─── GIVEN RECORDS ───

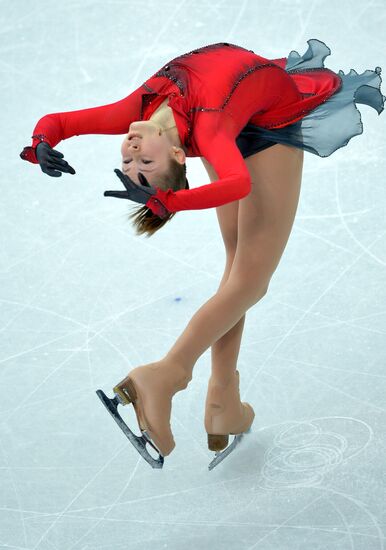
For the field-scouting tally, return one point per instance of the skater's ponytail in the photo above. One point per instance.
(144, 220)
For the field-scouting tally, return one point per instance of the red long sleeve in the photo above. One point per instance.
(113, 118)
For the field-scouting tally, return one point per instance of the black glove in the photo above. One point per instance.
(134, 191)
(144, 194)
(51, 161)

───

◆ AIM OF THE TASK:
Copy out again, word for word, the stretch from the line containing "the red long" through the end of the records.

◆ FINISHED TASK:
For the field-scouting tally, return one point per instance of the red long sleeve in the photo above. One point per instance.
(113, 118)
For the field-scouting tally, return one point per instance of the black glove in the photo above. One point per instance.
(134, 191)
(144, 194)
(51, 161)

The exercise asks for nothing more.